◆ **Задания**
1) Ответьте, какие слова Пушкина, сказанные при встрече с мёртвым Грибоедовым на перевале, приводятся в тексте о Грибоедове.
2) Перепишите дословно отрывок из текста о Грибоедове: начните со слов «Уже у Рылеева» и остановитесь после слов «на местную Салтычиху!».
3) Напишите продолжение текста о Грибоедове, которое следует за его последним предложением.

◆ **Приведённый текст**
══════
О всяком авторе одной знаменитой книги можно написать книгу столь же знаменитую. Создатель единственного и вполне зрелого произведения сам по себе является литературной проблемой. Не по поводу ли отсутствия такой книги и сказал Пушкин, встретив мёртвого Грибоедова на перевале: «Мы ленивы и нелюбопытны». Личная трагедия Грибоедова заключалась в силе его прогрессивного ума, вынужденного прятаться в «уединенья уголок». Если Пушкин писал жене: «Чорт догадал меня родиться в России с душой и талантом», Грибоедов сказал бы — «с талантом и умом». Мне кажется, Пушкину было легче: он целиком растворялся в поэтической стихии, он был, как Мидас, — всё обращалось в золото, к чему ни прикасалось его перо. Не Кастальских источников, не лёгкого хмеля поэзии, но чёрного хлеба насущной жизни искала грибоедовская муза. Взрывчатый ум одного стоил пленительной души другого. В этом заключалась их разница — при гениальности обеих этих стихий. Оба Александры Сергеичи, они стояли во главе века, оба имели лучших друзей среди декабристов, оба были нужны им, как порох и песня.

Ленин привёл блистательную герценовскую характеристику декабристов. Это «богатыри, кованные из чистой стали с головы до ног, воины-подвижники, вышедшие сознательно на явную гибель, чтобы разбудить к новой жизни молодое поколение». История их известна, но не дошли до нас документы, рисующие степень участия Грибоедова в заговоре. Бумага любит гореть, и, верно, чёрный снег шёл над русскими столицами после того, как царь с коня крикнул России — «на колени!»

Уже у Рылеева слышатся нотки обречённости, но лишь Грибоедов понимал, что «радикальные потребны тут лекарства» и не словесным горчичником Чацкого можно растопить вековой лёд России. Романтика оторвала этих благородных и смелых русских людей, декабристов, от земли и отлилась от них антеева сила. Даже языка общего не было у них с народом. Обращения к войскам они подписывали словами — «единоземец», «любитель отечества», «сострадатель несчастным», — до обидности переводные, не народные слова. Стоит только представить Чацкого в роли агитатора в чадной вологодской избе, у лучинушки, где бабки наши ткут километры холста на местную Салтычиху!
══════
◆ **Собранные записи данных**

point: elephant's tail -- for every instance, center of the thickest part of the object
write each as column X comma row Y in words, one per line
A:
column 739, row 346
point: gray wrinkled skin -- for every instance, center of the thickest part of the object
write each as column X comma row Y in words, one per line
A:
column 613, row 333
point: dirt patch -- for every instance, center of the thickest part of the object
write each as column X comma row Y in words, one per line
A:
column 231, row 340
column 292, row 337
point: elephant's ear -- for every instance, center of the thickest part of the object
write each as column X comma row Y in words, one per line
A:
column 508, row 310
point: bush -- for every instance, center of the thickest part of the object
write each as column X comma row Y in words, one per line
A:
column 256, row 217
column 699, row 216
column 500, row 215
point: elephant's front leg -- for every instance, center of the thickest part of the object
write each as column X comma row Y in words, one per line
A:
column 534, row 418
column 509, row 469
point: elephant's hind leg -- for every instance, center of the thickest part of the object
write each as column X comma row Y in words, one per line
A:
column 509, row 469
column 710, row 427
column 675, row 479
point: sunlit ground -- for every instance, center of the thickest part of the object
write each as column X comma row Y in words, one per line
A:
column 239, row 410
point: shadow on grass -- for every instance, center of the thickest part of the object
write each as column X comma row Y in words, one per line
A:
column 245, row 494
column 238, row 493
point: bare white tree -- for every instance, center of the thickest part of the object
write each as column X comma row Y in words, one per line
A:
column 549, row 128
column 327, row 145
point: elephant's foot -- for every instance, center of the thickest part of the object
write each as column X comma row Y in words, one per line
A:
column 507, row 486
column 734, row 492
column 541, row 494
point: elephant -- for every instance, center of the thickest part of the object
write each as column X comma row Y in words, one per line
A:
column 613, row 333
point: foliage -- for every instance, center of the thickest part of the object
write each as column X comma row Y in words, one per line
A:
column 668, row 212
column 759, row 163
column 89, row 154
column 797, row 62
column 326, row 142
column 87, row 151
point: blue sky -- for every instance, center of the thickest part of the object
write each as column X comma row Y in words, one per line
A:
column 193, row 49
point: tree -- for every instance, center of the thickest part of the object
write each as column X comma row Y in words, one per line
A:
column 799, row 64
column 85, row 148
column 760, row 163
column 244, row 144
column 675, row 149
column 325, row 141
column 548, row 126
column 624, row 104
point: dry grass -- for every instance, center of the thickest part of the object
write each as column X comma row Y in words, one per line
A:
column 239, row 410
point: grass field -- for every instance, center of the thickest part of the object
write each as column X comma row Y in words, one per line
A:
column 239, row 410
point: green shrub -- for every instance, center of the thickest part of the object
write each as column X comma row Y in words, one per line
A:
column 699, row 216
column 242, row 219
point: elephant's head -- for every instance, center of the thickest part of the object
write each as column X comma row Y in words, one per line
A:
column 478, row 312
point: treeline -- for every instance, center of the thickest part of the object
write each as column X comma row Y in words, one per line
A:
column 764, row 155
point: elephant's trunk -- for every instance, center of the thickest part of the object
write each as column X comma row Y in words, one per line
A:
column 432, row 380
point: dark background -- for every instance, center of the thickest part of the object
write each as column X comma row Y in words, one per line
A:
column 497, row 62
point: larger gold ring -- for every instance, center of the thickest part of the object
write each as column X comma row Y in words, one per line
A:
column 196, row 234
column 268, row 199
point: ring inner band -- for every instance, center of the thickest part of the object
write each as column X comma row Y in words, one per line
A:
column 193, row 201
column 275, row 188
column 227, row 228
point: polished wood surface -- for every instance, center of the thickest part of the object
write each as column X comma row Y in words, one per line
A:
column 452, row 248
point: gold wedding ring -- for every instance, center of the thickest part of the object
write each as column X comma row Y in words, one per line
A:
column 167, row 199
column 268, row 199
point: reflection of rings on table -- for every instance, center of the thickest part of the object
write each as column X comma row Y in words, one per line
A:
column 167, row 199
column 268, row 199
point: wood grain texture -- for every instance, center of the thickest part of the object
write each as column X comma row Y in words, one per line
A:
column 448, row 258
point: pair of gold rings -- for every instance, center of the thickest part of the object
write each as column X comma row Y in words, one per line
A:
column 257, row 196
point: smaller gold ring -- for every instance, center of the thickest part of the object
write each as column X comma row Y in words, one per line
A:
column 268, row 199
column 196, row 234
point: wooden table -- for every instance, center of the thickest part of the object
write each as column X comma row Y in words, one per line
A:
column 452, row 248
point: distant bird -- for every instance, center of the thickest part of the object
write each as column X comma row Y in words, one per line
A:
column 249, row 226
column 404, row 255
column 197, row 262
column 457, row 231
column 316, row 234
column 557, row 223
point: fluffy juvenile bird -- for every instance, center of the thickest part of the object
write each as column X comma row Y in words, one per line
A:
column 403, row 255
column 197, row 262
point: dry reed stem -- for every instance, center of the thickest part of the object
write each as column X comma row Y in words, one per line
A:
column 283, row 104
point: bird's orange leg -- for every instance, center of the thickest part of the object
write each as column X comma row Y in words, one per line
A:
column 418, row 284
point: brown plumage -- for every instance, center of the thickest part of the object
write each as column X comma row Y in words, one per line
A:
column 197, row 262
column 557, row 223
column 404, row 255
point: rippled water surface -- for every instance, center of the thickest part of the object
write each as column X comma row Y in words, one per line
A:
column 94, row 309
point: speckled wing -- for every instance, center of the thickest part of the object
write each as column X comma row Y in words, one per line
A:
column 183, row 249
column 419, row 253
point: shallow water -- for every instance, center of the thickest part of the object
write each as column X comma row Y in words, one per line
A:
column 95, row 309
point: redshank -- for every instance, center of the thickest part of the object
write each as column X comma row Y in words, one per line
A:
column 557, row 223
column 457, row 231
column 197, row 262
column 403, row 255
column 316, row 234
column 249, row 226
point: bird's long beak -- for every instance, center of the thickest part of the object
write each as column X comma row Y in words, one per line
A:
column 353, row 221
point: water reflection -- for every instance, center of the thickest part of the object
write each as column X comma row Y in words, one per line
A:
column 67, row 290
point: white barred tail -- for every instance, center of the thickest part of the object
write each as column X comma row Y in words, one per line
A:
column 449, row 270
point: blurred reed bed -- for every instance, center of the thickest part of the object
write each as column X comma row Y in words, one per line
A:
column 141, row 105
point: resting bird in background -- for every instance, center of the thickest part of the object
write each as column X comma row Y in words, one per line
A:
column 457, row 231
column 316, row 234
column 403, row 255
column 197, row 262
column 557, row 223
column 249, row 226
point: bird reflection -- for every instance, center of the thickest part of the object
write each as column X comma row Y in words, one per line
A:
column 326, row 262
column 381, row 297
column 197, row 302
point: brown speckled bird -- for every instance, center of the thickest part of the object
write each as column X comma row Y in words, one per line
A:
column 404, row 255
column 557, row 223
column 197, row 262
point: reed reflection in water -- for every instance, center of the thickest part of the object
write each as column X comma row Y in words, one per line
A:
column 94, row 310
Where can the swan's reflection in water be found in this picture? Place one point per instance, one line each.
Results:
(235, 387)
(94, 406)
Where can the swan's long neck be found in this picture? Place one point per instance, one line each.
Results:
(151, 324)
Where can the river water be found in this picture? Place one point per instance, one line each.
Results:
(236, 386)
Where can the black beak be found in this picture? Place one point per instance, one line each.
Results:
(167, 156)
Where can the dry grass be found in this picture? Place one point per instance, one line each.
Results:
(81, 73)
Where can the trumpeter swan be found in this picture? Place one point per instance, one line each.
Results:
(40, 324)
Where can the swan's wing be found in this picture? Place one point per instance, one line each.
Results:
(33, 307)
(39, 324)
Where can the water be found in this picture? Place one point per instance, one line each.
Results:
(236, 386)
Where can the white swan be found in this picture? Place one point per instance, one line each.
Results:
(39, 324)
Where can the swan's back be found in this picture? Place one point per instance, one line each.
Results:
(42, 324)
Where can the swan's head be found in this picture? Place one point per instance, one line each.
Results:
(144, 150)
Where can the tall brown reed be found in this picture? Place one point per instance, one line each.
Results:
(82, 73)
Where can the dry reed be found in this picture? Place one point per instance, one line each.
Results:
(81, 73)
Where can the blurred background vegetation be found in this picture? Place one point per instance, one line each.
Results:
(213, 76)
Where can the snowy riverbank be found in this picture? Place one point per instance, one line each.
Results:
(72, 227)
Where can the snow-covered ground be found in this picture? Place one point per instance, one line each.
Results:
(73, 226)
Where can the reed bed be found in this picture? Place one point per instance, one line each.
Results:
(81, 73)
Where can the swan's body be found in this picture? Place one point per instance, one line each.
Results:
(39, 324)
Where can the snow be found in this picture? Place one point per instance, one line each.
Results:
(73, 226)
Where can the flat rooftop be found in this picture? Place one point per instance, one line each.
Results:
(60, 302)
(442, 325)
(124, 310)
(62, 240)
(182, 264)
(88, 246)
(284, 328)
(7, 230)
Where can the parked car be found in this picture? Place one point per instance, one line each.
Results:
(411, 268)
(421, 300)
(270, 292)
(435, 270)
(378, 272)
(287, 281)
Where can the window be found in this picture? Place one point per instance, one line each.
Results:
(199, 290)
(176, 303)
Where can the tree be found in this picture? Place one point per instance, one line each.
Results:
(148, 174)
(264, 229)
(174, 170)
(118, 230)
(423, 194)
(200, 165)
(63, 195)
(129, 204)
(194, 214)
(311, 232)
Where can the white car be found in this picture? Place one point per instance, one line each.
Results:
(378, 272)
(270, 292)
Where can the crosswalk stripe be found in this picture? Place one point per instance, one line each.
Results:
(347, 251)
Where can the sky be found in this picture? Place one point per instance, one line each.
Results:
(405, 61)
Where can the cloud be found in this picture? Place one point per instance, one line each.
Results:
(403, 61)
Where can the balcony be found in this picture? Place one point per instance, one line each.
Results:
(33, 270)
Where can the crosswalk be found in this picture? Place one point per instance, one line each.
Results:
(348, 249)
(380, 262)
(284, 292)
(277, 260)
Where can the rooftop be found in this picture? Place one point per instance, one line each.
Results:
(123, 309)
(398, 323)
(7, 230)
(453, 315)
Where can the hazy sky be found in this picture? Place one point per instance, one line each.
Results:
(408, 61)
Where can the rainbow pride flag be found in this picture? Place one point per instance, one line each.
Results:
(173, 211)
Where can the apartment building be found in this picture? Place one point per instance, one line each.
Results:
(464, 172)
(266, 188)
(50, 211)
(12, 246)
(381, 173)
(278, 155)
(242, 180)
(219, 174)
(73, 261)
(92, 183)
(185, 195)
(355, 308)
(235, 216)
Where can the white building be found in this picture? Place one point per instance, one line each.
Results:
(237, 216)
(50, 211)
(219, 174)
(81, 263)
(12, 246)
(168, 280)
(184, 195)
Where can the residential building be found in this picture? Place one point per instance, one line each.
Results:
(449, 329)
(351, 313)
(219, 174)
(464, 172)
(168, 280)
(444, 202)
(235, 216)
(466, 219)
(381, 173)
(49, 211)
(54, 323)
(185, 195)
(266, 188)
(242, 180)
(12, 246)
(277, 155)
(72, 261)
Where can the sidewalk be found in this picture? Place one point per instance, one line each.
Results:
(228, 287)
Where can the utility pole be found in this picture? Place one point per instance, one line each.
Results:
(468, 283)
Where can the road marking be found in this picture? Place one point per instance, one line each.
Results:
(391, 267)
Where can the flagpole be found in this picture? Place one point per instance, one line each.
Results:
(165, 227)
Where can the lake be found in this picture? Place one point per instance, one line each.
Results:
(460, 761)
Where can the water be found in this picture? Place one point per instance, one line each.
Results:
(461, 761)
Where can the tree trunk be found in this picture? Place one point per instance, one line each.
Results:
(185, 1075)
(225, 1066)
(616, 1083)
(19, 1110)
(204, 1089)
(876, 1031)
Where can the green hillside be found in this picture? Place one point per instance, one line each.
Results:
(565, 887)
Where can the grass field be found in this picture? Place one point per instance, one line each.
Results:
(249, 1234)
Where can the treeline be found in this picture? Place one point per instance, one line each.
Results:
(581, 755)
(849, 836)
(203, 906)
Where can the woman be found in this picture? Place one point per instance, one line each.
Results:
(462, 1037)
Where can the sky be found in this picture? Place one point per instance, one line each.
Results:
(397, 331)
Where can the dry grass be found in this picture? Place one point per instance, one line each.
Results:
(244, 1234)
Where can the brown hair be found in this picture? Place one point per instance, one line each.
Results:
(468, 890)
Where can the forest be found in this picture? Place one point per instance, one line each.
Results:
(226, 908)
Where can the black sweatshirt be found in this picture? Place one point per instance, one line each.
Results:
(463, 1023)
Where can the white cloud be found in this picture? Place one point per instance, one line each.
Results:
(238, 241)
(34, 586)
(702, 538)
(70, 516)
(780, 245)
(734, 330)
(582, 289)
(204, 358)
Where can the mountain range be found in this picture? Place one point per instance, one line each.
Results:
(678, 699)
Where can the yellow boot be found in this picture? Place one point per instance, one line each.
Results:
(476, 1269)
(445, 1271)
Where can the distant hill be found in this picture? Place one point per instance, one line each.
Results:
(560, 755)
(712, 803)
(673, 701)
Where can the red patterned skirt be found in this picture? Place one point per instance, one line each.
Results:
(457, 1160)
══════
◆ **Ответы к заданиям**
1) «Мы ленивы и нелюбопытны».

2)
Уже у Рылеева слышатся нотки обречённости, но лишь Грибоедов понимал, что «радикальные потребны тут лекарства» и не словесным горчичником Чацкого можно растопить вековой лёд России. Романтика оторвала этих благородных и смелых русских людей, декабристов, от земли и отлилась от них антеева сила. Даже языка общего не было у них с народом. Обращения к войскам они подписывали словами — «единоземец», «любитель отечества», «сострадатель несчастным», — до обидности переводные, не народные слова. Стоит только представить Чацкого в роли агитатора в чадной вологодской избе, у лучинушки, где бабки наши ткут километры холста на местную Салтычиху!

3)
Отсюда рождаются молчание и задумчивость Грибоедова после написания «Горя». В самом деле, не смерть же Шереметева на дуэли так повлияла на него, как говорят современники, — того самого Шереметева, что жил, как трутень, лез в драку, как комар, и помер безболезненно, как муха. В эту пору Грибоедов тревожно чувствует движенье времени. Фигуры уже расставлены для неравной игры, и скоро умрёт Александр в Таганроге, и уже свита та верёвка, которую палач разрежет на пять братских кусков. Вот фразы из его писем того периода: «Мне невесело, скучно, отвратительно, несносно!.. ожидают от меня, чего я может быть не в силах исполнить… Пора умереть! Не знаю, отчего это так долго тянется… Подай совет, чем мне избавить себя от сумасшествия или пистолета…» И правда, зачем ему нужно впоследствии гулять под пулями, о чём Паскевич сообщал его матери, или выдержать на себе сотню выстрелов вражеских батарей?.. Его сомненья оправдались; народ, который, держа топор в одной руке, пятьюдесятью миллионами других рук мог бы по песчинке разнести Зимний дворец, — этот народ безмолвствовал на рассвете 13 июля 1826 года. Он не знал.

И тогда родились у Грибоедова эти горькие, разочарованные строки: «Каким чёрным волшебством сделались мы чужие между своими! Иностранец, который бы не знал русской истории за целое столетие… конечно бы заключил из резкой противуположности нравов, что у нас господа и крестьяне происходят от двух различных племён, которые не успели ещё перемешаться обычаями и нравами».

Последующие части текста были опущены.